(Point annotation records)
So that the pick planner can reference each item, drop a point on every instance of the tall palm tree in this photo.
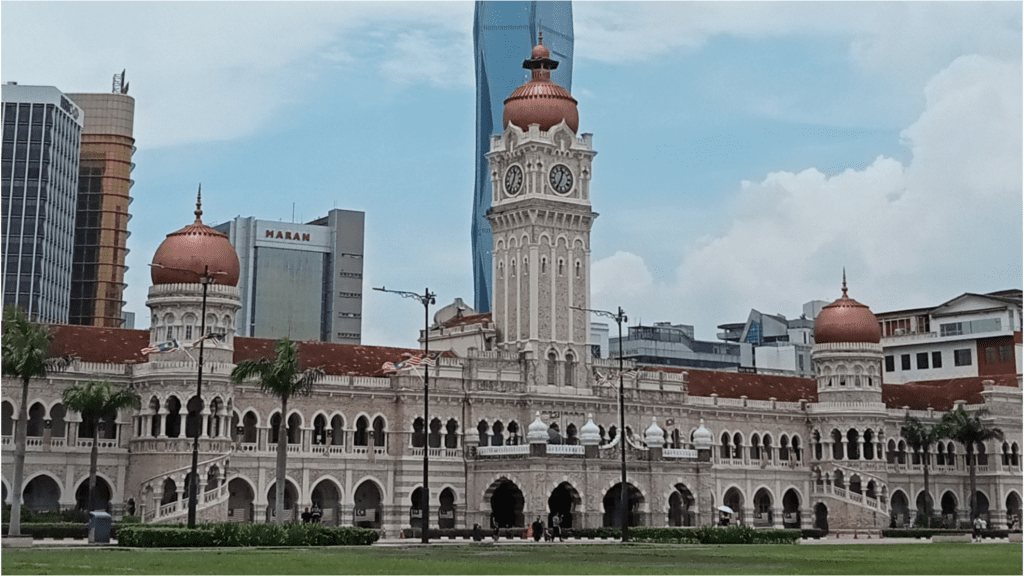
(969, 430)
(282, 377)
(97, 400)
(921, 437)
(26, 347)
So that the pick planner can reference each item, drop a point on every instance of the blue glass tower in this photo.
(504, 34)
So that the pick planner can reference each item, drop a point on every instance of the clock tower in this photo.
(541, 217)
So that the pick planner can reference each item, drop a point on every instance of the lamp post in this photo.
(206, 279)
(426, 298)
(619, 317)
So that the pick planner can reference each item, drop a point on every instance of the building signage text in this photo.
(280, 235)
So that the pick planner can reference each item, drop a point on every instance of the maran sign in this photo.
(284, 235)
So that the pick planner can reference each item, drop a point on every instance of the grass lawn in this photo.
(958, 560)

▶ Problem to solve
Copy the lines word for word, starting with the line that contains "post in this photo." and going through the last line.

▶ Result of this task
So that the pick planner can reference each item, drop a point on every instance of the lamp post in this photo.
(206, 279)
(426, 298)
(619, 317)
So that the pick planner can reference each item, drop a point on every instance of the building signage text in this photo.
(280, 235)
So that the pick planner can reference each item, drop a point on every instance of the maran sign in this photo.
(284, 235)
So that the pick planner can reference each item, drop a point on every instance of the grass lawn in this photo.
(958, 560)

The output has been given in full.